**** PAGE TEXT ****

One can do other kind of math computations and see that the i7 has an overclocking efficiency of 91% whereas the FX has an efficiency of 95%. The difference is minimal. It can mean i7 bottleneck, or that the PD design is optimized for higher frequencies, or be a mere statistical effect.
 
I talked to a tech and friend from ASUS and he told me that in Q4 2013 the successor to 990fx will be released. It only is logical that there will be a new cpu released at the same time. He also said that he thinks that there will be a new socket, so bye bye AM3+.

I think that AMD will release an 8 or possibly 10 core apu to replace the FX line.
Whatever happens next, you can be sure that it will be big, with AMD having Microsoft and Sony pouring cash in to them. AMD now has parts in all 3 major gaming consoles!

**** SUPPLIED ENTRIES ****

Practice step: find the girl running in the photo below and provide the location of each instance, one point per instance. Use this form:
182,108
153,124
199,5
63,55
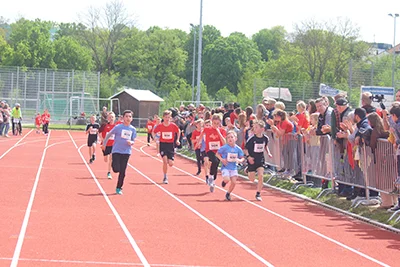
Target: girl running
230,154
214,139
107,150
92,130
124,138
168,131
255,147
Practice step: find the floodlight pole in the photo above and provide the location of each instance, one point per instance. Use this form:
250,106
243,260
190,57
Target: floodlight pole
199,55
394,16
194,59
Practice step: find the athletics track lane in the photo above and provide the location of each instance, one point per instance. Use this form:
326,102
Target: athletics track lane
281,240
70,220
168,233
18,169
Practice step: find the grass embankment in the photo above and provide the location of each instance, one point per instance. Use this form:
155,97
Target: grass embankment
374,213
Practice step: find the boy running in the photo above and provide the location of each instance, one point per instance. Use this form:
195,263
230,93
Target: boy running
149,128
255,146
214,139
92,129
124,137
230,154
107,151
168,131
195,140
38,122
46,121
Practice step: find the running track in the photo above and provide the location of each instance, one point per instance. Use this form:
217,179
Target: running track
56,210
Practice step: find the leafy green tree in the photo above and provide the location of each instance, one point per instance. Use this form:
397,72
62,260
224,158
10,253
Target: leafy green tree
71,55
31,43
270,42
226,60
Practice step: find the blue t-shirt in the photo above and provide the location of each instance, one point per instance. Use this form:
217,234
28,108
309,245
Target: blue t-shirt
121,134
231,154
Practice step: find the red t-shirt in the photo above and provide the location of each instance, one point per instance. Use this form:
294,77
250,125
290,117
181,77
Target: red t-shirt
303,122
195,134
285,125
45,118
106,129
149,126
38,120
167,133
213,141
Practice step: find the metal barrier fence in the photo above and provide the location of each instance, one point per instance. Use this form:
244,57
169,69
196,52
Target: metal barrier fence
38,89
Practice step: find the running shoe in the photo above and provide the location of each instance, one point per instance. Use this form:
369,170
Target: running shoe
223,184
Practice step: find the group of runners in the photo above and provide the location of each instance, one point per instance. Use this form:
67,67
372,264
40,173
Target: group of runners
212,143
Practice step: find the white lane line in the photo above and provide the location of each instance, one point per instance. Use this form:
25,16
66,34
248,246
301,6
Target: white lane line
24,226
115,212
16,144
104,263
280,216
240,244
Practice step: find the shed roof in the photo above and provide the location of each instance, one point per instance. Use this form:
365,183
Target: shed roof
140,95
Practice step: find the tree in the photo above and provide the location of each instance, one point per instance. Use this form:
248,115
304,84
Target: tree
326,48
31,43
71,55
270,42
226,60
103,29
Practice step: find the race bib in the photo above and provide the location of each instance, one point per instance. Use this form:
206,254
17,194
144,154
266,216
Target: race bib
126,134
214,145
259,148
232,157
167,135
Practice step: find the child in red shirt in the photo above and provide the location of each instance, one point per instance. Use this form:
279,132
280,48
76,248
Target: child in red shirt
38,122
195,134
167,131
108,149
149,127
46,121
215,138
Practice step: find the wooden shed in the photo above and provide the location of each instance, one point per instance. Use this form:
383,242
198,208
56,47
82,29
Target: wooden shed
143,103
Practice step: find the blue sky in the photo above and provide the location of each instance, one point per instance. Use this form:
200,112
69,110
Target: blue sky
247,17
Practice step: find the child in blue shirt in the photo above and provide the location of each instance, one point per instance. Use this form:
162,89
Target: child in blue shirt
230,154
124,138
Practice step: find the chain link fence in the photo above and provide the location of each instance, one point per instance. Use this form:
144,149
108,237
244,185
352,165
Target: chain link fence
38,89
361,74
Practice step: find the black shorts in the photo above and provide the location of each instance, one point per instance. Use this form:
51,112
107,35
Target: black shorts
92,140
167,149
107,151
258,163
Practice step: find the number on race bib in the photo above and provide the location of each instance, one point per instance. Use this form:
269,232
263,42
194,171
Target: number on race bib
214,145
259,148
232,157
126,134
167,135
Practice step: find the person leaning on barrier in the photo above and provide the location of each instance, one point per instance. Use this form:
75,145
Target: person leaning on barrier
325,117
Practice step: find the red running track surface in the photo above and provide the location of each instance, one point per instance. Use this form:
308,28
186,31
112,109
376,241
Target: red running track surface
57,210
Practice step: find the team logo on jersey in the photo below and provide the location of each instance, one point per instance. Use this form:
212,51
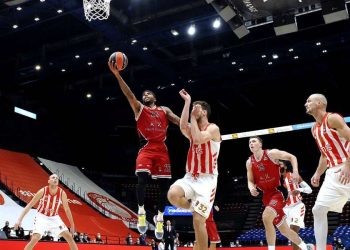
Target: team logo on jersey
155,114
110,206
199,150
326,148
261,167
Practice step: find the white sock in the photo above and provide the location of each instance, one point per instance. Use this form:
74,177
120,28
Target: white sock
302,245
141,210
160,216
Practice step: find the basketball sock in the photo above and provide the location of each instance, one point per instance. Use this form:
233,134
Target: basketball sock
142,179
320,226
160,216
163,191
141,210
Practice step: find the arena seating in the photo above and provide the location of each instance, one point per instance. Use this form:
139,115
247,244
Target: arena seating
24,176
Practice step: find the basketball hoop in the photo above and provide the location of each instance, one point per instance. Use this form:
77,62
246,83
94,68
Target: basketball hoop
96,9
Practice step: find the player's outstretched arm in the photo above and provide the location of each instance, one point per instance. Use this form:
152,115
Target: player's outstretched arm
185,127
134,103
68,212
250,178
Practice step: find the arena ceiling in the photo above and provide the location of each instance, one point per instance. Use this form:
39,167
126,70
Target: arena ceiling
247,87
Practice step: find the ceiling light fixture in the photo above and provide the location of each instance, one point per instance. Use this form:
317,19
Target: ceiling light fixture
191,30
174,32
217,23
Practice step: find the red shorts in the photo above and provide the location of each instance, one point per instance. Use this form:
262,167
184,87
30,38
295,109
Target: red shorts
213,234
154,159
276,202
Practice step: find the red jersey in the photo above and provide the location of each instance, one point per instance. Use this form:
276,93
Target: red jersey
211,216
202,158
152,124
49,204
331,145
266,173
291,186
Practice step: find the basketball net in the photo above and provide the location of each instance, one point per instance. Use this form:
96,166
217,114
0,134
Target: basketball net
96,9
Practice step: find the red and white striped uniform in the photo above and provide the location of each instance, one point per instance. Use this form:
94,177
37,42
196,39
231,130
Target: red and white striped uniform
291,186
202,158
331,145
49,204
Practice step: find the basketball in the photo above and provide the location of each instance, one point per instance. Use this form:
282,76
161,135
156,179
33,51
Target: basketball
120,60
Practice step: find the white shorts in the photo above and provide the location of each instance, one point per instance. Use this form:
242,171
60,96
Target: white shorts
201,190
332,193
295,214
54,224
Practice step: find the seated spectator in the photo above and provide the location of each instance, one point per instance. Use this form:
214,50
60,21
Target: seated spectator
98,239
20,232
7,229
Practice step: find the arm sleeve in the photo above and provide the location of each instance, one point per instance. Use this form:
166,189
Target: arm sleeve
304,188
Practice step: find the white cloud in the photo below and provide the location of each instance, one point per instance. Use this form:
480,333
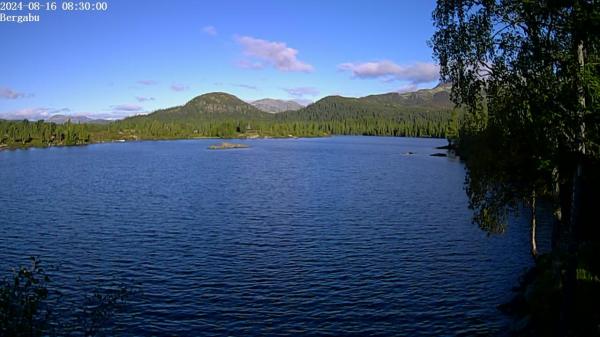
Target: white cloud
246,86
179,87
9,93
209,30
419,72
127,108
147,82
143,98
276,54
33,114
407,88
302,91
245,64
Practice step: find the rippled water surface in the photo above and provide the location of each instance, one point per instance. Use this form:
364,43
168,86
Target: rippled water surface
342,236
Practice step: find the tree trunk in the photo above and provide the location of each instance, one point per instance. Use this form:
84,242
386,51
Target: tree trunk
558,211
533,225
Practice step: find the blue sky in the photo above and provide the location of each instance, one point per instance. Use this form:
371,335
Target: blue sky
140,55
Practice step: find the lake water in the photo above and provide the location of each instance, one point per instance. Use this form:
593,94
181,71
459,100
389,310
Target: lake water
341,236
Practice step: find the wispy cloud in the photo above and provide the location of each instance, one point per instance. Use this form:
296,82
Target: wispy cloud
389,71
300,92
245,64
33,113
246,86
407,88
276,54
8,93
209,30
126,108
144,99
147,82
179,87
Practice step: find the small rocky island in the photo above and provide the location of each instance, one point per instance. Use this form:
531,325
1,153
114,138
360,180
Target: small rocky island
227,146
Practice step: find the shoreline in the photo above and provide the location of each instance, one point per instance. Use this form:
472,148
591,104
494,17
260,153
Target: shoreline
4,147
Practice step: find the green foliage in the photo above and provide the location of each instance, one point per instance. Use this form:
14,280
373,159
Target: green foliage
22,302
30,306
25,133
425,113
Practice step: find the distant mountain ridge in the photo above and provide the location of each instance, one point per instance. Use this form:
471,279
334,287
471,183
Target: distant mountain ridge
276,105
224,106
79,119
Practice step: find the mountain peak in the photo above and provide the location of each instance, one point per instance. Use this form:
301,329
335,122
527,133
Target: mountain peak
276,105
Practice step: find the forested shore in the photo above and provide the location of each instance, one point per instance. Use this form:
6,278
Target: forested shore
527,74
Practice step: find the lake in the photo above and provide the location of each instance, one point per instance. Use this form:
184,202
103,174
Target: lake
340,236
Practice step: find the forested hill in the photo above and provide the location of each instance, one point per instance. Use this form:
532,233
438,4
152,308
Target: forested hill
424,113
211,106
427,112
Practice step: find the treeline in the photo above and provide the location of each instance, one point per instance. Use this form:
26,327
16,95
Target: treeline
25,133
528,74
314,123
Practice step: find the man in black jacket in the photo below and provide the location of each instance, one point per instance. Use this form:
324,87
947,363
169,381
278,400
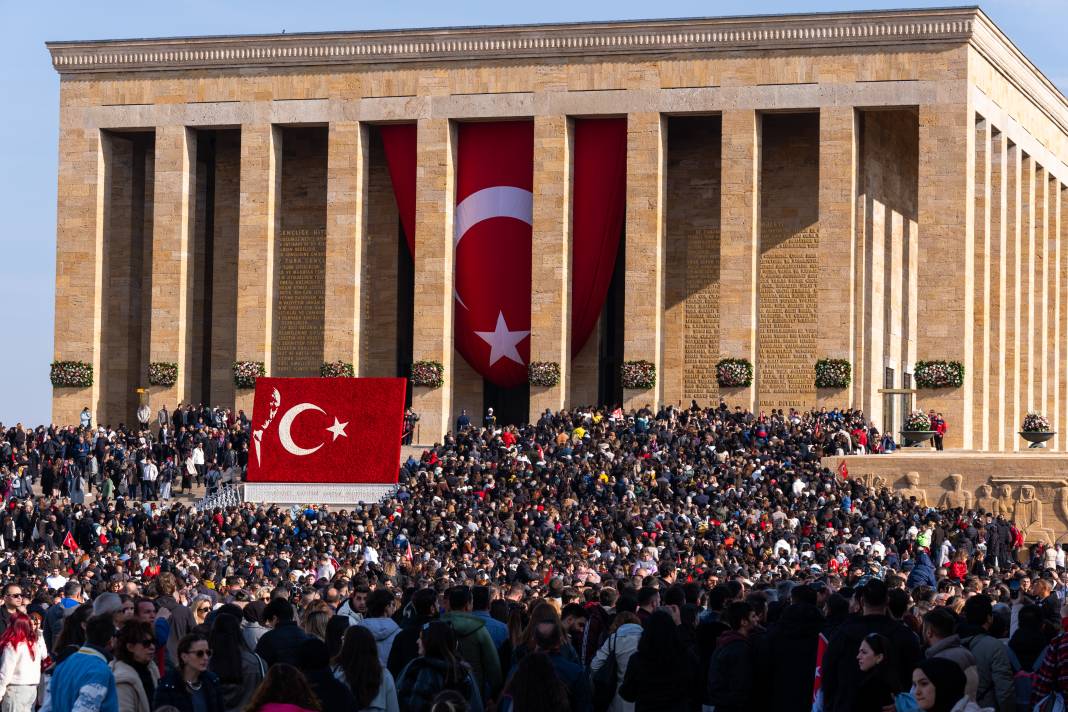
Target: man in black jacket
731,670
842,675
280,644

****

**WORK TO DO:**
a: Decide whether each statement agrees with the post about AMD processors, giving yes or no and quoting the words of the post that settle it: (i) The FX showed a higher overclocking efficiency than the i7. (ii) The ASUS contact said the successor to the 990fx would be released in Q4 2013. (iii) The writer expects AMD to keep the FX line running alongside a new apu.
b: Carry the post about AMD processors on past its final sentence.

**RESPONSES PER TASK:**
a:
(i) Yes: "the i7 has an overclocking efficiency of 91% whereas the FX has an efficiency of 95%"
(ii) Yes: "in Q4 2013 the successor to 990fx will be released"
(iii) No: "I think that AMD will release an 8 or possibly 10 core apu to replace the FX line."

b:
^^ heh. there's a different way to 'read' into this. may be the 990fx successor is a88x. may be the new socket is fm2+. may be the new cpu(!) to be released is kaveri. the asus rep. will still be right. :ange:

IF there is indeed a new AM-class socket, current am3+ owners will be screwed. fx cpu owners(with low end am3+ mobos) might not be, though, if amd allows am3+ cpus run on the new socket. for example, upgrade from an fx6300+asus 760g am3+ combo to fx6300+new socket. otoh, if you have a high end 990fx am3+ mobo.... 😗

"AMD to Unveil Next-Generation APUs on November 11"
http://www.techpowerup.com/193616/amd-to-unveil-next-generation-apus-on-november-11.html

edit: i am having trouble reading the last post in the page. when i try to open it for the first time, i keep getting redirected to the first page. the stats page says that this thread has nearly 9000 answers and 179 pages, may be it's near it's limit?
 


My bet is in a 8-core APU {*} as said before. I see no reason for 10 cores, because extra cores would remain unused for games, which has been AMD main problem with last gen games.

They could combine two of those APU for a top high-end 16-core APU for servers/HPC.

However, I see no sign this is going to happen soon. And leaked details that Carrizo will be ~65W eliminates any possibility for a 8-core version, in my opinion.

{*} With a CPU variant a la Athlon, i.e. APU with iGPU disabled.
 
Well, we know Kaveri APUs will be named A10-7x00 and that will be accompanied by Athlons (as predicted)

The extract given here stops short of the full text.